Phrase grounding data

__________

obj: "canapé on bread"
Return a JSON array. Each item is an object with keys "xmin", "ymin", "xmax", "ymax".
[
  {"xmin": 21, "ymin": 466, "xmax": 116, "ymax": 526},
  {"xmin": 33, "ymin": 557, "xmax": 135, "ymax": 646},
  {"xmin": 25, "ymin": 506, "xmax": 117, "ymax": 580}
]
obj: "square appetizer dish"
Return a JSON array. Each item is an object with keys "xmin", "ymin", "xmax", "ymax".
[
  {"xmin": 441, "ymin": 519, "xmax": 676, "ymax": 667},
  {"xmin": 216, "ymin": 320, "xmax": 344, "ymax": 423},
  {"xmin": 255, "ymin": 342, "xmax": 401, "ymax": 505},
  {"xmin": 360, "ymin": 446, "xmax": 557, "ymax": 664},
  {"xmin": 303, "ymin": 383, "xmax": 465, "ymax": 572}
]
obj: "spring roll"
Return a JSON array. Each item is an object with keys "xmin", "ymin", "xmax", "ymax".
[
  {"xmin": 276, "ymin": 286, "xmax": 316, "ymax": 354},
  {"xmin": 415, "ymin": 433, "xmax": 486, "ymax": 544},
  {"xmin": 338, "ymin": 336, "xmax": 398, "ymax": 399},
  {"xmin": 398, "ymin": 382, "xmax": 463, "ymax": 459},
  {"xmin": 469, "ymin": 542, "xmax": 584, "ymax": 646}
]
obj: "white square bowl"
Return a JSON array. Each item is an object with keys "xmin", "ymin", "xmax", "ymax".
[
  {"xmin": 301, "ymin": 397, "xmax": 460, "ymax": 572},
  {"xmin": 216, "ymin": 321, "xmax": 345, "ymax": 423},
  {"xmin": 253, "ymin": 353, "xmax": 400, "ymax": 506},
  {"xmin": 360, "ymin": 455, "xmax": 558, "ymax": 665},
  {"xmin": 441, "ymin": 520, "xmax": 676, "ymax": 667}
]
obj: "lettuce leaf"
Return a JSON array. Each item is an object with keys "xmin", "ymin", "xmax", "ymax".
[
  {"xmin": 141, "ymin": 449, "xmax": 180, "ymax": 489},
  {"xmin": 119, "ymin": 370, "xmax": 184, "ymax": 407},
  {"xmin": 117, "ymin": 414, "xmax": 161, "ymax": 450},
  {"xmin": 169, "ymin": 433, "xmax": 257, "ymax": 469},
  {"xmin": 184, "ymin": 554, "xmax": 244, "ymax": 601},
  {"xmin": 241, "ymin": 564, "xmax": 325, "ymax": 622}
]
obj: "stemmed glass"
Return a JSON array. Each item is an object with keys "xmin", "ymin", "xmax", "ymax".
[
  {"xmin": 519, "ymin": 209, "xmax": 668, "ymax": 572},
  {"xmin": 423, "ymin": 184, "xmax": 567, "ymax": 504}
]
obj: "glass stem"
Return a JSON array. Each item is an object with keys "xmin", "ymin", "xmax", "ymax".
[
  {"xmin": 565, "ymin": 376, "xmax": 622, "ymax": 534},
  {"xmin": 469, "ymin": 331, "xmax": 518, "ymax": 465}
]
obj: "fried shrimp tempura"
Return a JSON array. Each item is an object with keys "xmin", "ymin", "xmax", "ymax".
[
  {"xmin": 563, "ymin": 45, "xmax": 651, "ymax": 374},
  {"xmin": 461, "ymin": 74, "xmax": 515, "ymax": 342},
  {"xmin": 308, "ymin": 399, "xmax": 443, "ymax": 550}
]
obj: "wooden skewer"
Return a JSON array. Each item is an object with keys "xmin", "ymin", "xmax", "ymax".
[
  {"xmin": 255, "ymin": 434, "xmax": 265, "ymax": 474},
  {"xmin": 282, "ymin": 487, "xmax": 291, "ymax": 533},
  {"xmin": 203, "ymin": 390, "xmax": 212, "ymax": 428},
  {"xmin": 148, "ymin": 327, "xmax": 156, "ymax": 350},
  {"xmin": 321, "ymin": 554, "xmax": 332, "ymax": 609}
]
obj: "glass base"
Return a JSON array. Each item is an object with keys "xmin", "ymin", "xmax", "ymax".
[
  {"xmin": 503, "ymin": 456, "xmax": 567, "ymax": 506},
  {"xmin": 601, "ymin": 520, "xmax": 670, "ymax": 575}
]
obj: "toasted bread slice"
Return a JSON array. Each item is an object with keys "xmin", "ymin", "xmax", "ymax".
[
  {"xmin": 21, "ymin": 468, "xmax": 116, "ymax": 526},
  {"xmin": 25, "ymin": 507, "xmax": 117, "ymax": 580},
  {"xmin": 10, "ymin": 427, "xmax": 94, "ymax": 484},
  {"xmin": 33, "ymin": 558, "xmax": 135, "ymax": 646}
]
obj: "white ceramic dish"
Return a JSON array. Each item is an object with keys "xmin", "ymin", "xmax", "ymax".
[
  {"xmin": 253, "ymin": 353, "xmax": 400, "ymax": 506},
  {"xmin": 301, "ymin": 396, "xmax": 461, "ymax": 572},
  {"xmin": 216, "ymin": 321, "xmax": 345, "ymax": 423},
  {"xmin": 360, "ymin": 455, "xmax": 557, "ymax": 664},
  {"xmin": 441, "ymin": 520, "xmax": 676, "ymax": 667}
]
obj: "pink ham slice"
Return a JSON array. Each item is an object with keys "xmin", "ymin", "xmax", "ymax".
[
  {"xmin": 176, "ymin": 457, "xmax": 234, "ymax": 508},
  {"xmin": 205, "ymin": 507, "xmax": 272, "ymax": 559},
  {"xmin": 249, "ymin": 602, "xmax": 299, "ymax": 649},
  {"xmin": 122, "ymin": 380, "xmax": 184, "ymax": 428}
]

__________

WORK REQUEST
Copy every line above without changes.

RESULT OF THIS TASK
obj: "canapé on bread"
Return a JSON array. Each item is an object with keys "xmin", "ymin", "xmax", "ymax".
[
  {"xmin": 21, "ymin": 466, "xmax": 116, "ymax": 526},
  {"xmin": 33, "ymin": 557, "xmax": 135, "ymax": 646},
  {"xmin": 25, "ymin": 506, "xmax": 117, "ymax": 580}
]
obj: "square appetizer dish"
Return a JSON array. Each item is an object with keys "xmin", "ymin", "xmax", "ymax".
[
  {"xmin": 441, "ymin": 519, "xmax": 676, "ymax": 667},
  {"xmin": 216, "ymin": 320, "xmax": 344, "ymax": 423},
  {"xmin": 255, "ymin": 342, "xmax": 401, "ymax": 505},
  {"xmin": 360, "ymin": 446, "xmax": 557, "ymax": 664},
  {"xmin": 303, "ymin": 383, "xmax": 465, "ymax": 572}
]
obj: "spring roll"
Return a JSON array. Each item is an object with keys "xmin", "ymin", "xmax", "ymax".
[
  {"xmin": 276, "ymin": 286, "xmax": 316, "ymax": 354},
  {"xmin": 415, "ymin": 433, "xmax": 486, "ymax": 544},
  {"xmin": 338, "ymin": 336, "xmax": 398, "ymax": 399},
  {"xmin": 398, "ymin": 382, "xmax": 463, "ymax": 459},
  {"xmin": 469, "ymin": 542, "xmax": 584, "ymax": 646}
]
obj: "white square bowl"
Return a JSON array. Each item is an object with keys "xmin", "ymin", "xmax", "ymax".
[
  {"xmin": 301, "ymin": 397, "xmax": 460, "ymax": 572},
  {"xmin": 216, "ymin": 321, "xmax": 345, "ymax": 423},
  {"xmin": 253, "ymin": 353, "xmax": 400, "ymax": 506},
  {"xmin": 360, "ymin": 455, "xmax": 558, "ymax": 665},
  {"xmin": 441, "ymin": 520, "xmax": 676, "ymax": 667}
]
obj: "lettuce leaf"
Return a JSON array. Each item is an object with keys "xmin", "ymin", "xmax", "ymax".
[
  {"xmin": 141, "ymin": 449, "xmax": 180, "ymax": 489},
  {"xmin": 119, "ymin": 370, "xmax": 184, "ymax": 407},
  {"xmin": 117, "ymin": 414, "xmax": 161, "ymax": 450},
  {"xmin": 169, "ymin": 433, "xmax": 257, "ymax": 469},
  {"xmin": 184, "ymin": 554, "xmax": 244, "ymax": 601},
  {"xmin": 241, "ymin": 564, "xmax": 325, "ymax": 622}
]
obj: "stemmed glass"
Return a JSON array. Each item is an object with keys "xmin", "ymin", "xmax", "ymax".
[
  {"xmin": 519, "ymin": 209, "xmax": 668, "ymax": 572},
  {"xmin": 423, "ymin": 184, "xmax": 567, "ymax": 504}
]
obj: "glass stem"
Return a JSON array. Each item is an object with keys "xmin", "ymin", "xmax", "ymax".
[
  {"xmin": 565, "ymin": 376, "xmax": 622, "ymax": 534},
  {"xmin": 469, "ymin": 331, "xmax": 518, "ymax": 465}
]
obj: "fried shrimp tempura"
Return a JSON array. Each item is an object with keys "xmin", "ymin", "xmax", "ymax".
[
  {"xmin": 563, "ymin": 45, "xmax": 651, "ymax": 374},
  {"xmin": 461, "ymin": 74, "xmax": 515, "ymax": 342},
  {"xmin": 308, "ymin": 399, "xmax": 443, "ymax": 550}
]
obj: "wooden skewer"
Return a JSON array. Each item is an object with keys "xmin", "ymin", "xmax", "ymax".
[
  {"xmin": 255, "ymin": 434, "xmax": 265, "ymax": 474},
  {"xmin": 282, "ymin": 487, "xmax": 291, "ymax": 533},
  {"xmin": 203, "ymin": 390, "xmax": 212, "ymax": 428},
  {"xmin": 148, "ymin": 327, "xmax": 156, "ymax": 350},
  {"xmin": 321, "ymin": 554, "xmax": 332, "ymax": 609}
]
obj: "glass base"
Return a JSON array. Each item is an object with keys "xmin", "ymin", "xmax", "ymax".
[
  {"xmin": 503, "ymin": 456, "xmax": 567, "ymax": 506},
  {"xmin": 601, "ymin": 520, "xmax": 670, "ymax": 575}
]
obj: "toasted bread slice"
Return a JSON array. Each item is an object with keys "xmin", "ymin", "xmax", "ymax".
[
  {"xmin": 21, "ymin": 468, "xmax": 116, "ymax": 526},
  {"xmin": 25, "ymin": 507, "xmax": 117, "ymax": 580},
  {"xmin": 10, "ymin": 427, "xmax": 94, "ymax": 484},
  {"xmin": 33, "ymin": 558, "xmax": 135, "ymax": 646}
]
obj: "white ceramic dish"
Return a JSON array. Each item is an object with keys "xmin", "ymin", "xmax", "ymax".
[
  {"xmin": 253, "ymin": 353, "xmax": 400, "ymax": 506},
  {"xmin": 301, "ymin": 396, "xmax": 461, "ymax": 572},
  {"xmin": 216, "ymin": 321, "xmax": 345, "ymax": 423},
  {"xmin": 360, "ymin": 455, "xmax": 557, "ymax": 664},
  {"xmin": 441, "ymin": 520, "xmax": 676, "ymax": 667}
]
obj: "pink ham slice"
Return a JSON array. Each item is an object with keys "xmin", "ymin", "xmax", "ymax".
[
  {"xmin": 176, "ymin": 457, "xmax": 234, "ymax": 508},
  {"xmin": 205, "ymin": 507, "xmax": 272, "ymax": 559},
  {"xmin": 249, "ymin": 602, "xmax": 299, "ymax": 649},
  {"xmin": 122, "ymin": 380, "xmax": 184, "ymax": 428}
]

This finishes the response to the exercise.